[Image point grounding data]
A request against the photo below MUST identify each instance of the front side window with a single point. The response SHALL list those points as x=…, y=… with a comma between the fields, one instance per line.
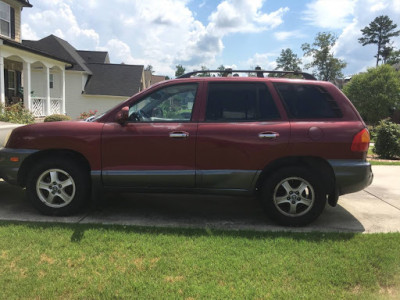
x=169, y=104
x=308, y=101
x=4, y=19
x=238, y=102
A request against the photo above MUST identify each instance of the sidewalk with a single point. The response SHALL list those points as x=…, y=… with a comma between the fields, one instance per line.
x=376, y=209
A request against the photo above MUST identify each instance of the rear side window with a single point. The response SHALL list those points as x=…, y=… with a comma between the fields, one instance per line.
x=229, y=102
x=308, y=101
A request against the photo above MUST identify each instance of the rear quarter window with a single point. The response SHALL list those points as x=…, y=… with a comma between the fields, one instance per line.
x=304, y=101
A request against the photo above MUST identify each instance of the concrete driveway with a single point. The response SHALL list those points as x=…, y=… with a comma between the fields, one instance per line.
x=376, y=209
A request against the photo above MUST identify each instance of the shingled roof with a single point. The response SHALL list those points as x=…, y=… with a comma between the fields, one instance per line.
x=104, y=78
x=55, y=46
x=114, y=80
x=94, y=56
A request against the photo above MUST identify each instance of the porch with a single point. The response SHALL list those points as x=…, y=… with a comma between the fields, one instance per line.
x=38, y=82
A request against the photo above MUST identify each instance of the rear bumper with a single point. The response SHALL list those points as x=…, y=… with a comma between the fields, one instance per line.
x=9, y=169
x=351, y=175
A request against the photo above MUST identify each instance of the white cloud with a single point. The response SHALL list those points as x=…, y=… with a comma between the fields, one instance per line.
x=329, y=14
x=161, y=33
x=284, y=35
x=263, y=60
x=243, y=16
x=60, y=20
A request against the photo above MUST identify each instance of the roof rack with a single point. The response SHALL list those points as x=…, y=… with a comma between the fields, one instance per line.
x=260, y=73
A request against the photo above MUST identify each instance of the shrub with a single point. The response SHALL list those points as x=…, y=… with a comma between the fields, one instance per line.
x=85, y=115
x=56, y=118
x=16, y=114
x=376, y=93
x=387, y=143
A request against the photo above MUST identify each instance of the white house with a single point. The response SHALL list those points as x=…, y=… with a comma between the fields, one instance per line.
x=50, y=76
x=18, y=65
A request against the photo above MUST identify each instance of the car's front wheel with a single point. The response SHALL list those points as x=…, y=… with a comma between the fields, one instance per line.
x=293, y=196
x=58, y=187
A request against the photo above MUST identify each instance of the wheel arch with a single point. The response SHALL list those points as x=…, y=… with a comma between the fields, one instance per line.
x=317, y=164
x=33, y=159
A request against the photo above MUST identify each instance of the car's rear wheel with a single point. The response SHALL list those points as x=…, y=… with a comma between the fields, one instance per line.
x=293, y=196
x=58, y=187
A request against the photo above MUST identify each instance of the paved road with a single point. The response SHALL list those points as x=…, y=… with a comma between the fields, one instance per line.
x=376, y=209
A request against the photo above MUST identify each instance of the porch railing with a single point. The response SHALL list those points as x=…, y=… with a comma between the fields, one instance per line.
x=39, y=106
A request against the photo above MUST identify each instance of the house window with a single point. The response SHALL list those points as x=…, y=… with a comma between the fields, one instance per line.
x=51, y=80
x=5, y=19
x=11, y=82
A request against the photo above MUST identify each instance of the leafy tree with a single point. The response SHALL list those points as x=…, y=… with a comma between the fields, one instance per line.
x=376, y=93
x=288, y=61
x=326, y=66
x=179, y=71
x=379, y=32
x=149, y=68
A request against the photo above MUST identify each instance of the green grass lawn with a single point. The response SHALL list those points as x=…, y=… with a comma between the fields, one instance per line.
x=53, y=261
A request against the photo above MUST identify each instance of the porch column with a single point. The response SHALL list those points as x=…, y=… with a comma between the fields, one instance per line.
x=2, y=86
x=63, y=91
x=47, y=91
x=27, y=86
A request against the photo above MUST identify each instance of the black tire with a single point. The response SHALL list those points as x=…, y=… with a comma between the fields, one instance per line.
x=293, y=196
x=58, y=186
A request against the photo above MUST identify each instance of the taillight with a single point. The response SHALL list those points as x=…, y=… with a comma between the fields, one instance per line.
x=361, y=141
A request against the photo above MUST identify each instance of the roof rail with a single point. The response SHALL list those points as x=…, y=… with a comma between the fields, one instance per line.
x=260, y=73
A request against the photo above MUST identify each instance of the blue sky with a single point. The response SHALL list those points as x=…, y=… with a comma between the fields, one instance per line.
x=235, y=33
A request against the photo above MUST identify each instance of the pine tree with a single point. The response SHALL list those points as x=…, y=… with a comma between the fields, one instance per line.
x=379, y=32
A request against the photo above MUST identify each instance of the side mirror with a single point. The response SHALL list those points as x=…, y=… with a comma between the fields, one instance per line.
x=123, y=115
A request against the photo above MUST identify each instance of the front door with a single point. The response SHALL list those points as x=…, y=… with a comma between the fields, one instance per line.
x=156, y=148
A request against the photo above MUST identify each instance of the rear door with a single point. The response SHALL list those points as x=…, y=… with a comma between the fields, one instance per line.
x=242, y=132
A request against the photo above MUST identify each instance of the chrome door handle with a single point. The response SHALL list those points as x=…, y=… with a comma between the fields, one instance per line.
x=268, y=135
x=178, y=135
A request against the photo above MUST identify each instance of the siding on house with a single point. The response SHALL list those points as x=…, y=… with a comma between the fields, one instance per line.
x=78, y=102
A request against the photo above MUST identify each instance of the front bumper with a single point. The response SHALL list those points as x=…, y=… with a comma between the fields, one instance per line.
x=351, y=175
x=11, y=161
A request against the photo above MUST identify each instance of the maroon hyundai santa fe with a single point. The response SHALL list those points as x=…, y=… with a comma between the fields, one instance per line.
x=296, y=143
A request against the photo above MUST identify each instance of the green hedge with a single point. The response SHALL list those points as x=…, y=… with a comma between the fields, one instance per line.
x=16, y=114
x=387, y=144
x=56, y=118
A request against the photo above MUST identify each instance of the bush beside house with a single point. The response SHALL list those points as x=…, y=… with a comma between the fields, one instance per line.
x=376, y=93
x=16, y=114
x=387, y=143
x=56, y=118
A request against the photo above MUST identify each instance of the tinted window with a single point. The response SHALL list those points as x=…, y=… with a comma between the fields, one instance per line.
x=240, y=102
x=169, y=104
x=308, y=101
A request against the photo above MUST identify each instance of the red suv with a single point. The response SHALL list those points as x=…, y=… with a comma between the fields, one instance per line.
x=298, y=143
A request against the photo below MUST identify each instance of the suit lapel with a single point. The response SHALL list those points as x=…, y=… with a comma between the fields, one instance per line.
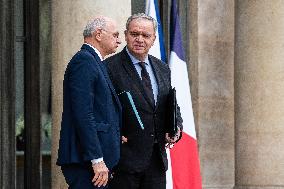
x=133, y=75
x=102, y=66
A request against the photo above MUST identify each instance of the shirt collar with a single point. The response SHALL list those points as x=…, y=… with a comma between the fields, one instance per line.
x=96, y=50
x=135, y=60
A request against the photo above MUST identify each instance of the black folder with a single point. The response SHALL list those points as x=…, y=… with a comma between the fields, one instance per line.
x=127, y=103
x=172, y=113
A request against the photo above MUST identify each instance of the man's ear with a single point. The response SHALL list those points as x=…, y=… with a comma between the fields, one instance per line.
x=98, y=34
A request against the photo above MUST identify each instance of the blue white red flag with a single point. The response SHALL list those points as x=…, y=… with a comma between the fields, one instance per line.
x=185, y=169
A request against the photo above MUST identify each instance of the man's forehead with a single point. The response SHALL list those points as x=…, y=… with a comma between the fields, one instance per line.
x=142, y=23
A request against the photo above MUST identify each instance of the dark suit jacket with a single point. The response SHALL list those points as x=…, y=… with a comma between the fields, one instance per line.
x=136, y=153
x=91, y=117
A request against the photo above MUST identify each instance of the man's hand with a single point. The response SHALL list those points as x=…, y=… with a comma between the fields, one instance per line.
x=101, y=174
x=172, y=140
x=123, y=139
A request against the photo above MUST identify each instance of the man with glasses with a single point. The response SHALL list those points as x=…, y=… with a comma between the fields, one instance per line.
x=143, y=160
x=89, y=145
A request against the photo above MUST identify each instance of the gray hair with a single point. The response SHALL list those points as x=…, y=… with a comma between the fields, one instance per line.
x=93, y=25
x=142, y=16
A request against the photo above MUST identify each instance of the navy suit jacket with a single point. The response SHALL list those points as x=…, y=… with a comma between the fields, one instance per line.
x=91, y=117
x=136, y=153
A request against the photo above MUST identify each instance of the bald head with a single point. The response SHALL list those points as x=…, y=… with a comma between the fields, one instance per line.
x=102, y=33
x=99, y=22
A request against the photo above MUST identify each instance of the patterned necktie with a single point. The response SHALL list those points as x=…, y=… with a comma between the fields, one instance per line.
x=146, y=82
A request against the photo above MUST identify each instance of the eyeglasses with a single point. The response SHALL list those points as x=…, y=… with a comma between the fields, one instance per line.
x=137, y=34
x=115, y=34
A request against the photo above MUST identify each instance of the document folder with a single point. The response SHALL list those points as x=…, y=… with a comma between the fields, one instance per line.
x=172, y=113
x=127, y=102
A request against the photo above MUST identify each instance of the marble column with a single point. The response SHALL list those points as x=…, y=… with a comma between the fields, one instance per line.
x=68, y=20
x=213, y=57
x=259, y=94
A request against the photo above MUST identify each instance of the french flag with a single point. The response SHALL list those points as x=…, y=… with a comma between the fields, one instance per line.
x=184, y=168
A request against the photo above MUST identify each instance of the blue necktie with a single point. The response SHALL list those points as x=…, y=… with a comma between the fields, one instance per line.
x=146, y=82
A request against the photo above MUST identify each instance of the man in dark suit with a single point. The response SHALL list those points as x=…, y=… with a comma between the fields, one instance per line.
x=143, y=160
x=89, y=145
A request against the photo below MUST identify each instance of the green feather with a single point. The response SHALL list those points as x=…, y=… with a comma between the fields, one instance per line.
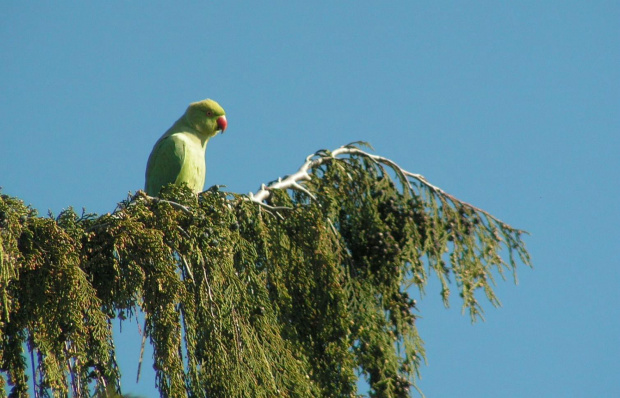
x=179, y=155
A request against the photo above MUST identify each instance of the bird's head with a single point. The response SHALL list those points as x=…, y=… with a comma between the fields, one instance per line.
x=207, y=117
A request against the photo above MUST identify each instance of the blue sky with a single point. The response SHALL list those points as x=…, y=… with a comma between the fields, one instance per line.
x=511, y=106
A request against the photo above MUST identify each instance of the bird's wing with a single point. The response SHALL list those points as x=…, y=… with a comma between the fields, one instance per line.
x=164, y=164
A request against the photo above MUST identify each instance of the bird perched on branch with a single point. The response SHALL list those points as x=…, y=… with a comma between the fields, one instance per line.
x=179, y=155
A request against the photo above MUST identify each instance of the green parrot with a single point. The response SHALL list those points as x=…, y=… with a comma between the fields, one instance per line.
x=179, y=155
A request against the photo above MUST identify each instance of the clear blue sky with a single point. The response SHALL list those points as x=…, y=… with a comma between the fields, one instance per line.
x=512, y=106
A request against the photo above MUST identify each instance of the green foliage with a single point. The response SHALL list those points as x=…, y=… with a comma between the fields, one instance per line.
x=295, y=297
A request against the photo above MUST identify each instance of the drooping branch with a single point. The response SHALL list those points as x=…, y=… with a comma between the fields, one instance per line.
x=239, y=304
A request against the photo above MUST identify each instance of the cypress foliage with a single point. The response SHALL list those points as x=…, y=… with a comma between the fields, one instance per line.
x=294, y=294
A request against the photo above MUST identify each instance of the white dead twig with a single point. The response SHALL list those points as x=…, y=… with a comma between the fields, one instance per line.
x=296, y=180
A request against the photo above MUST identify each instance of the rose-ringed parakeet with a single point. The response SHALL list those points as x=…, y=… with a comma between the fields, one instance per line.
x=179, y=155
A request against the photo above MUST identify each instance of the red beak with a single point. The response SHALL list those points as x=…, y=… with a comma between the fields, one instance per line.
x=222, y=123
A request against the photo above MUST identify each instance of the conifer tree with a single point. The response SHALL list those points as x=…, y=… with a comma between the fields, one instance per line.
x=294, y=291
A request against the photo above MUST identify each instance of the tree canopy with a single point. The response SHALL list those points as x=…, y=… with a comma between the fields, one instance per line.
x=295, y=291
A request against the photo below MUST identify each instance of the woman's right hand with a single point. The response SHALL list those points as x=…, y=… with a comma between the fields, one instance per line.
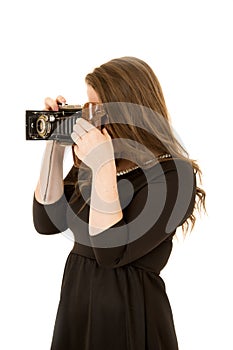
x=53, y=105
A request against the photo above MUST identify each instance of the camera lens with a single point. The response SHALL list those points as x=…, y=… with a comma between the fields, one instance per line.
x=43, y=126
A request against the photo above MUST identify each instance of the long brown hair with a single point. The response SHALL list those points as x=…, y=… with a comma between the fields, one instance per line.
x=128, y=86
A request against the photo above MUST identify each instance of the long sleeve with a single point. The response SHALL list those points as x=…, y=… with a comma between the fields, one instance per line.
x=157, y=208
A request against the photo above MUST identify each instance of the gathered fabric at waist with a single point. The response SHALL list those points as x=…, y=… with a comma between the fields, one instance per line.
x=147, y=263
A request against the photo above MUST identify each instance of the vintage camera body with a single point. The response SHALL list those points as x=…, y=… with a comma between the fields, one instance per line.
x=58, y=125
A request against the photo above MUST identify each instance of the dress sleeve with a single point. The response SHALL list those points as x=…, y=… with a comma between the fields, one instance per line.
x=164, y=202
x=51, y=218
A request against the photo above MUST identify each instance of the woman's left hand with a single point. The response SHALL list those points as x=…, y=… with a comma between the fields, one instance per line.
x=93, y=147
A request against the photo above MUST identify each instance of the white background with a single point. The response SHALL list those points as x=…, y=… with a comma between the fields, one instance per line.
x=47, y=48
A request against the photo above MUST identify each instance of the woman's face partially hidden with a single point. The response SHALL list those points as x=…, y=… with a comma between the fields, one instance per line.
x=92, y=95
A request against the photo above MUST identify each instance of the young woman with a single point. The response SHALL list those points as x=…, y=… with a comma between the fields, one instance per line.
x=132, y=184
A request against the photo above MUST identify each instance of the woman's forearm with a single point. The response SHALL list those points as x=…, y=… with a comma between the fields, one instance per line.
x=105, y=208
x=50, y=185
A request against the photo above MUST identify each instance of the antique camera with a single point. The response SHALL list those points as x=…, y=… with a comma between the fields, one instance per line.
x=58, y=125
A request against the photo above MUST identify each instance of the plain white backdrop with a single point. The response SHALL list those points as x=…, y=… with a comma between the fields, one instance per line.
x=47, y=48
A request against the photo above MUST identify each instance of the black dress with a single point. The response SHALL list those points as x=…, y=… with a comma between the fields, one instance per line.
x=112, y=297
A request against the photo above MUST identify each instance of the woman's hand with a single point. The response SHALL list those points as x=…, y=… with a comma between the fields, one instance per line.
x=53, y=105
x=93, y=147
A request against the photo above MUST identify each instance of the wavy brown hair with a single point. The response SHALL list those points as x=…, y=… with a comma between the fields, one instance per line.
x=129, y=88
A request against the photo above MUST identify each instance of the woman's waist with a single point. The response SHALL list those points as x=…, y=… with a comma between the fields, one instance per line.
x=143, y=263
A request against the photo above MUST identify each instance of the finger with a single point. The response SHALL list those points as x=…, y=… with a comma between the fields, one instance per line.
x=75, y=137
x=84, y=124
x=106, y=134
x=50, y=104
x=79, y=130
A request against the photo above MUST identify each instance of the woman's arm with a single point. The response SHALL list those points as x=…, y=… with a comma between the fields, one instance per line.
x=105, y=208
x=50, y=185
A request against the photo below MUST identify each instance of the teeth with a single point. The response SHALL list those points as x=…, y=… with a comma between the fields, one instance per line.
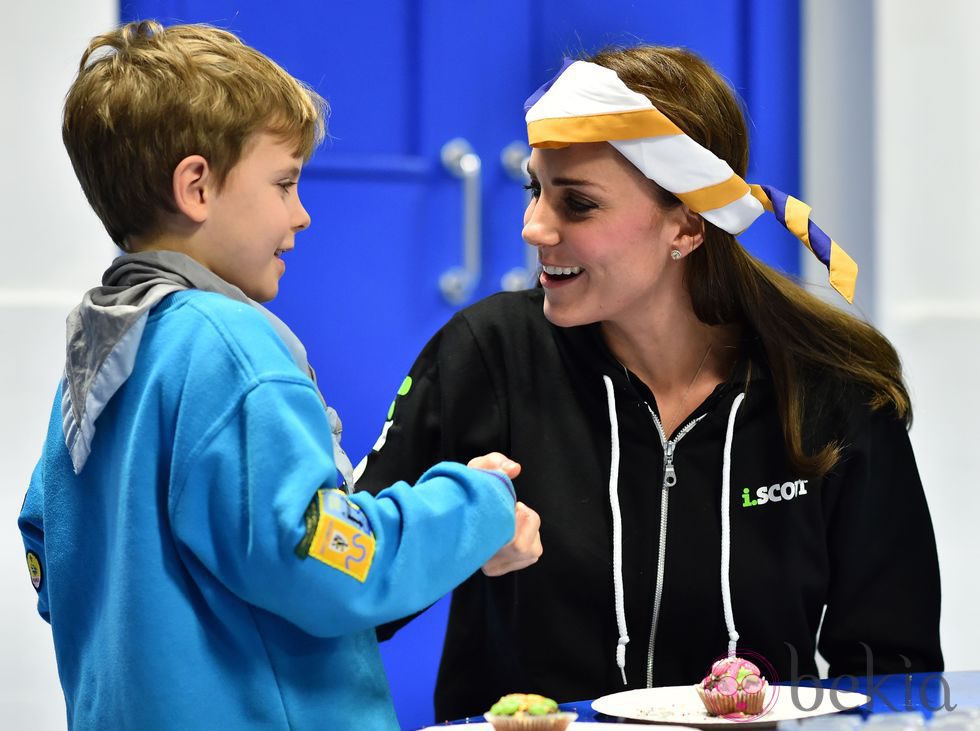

§ **WORK REQUEST**
Could you set down exactly, and only, the lines from the line containing "the woman's waist" through the last line of the records, both included, without the pictures?

§ **SOLUTION TO THIS PROBLEM**
A request against the photo above MUST identify each instance of the woman's waist with a single point. The response SHALL list those points as x=…, y=… with a comma between the fields, one instance per line.
x=143, y=263
A request against the photo above MUST identify each instance of the finger with a single point. The response SHALL list those points as x=…, y=… with a comma between the fields, one instance per line.
x=75, y=137
x=84, y=124
x=106, y=134
x=50, y=104
x=79, y=130
A request against the photo above MUST identify each instance of the woman's arm with a single point. The response SHALL list those points as x=…, y=… with a comma between the fields, one instance per line.
x=105, y=208
x=50, y=185
A request against the photo below MUST identify each instance of the teeth with a single point. The response SHALL list those points as x=…, y=… with a comma between the fields, one instance per line.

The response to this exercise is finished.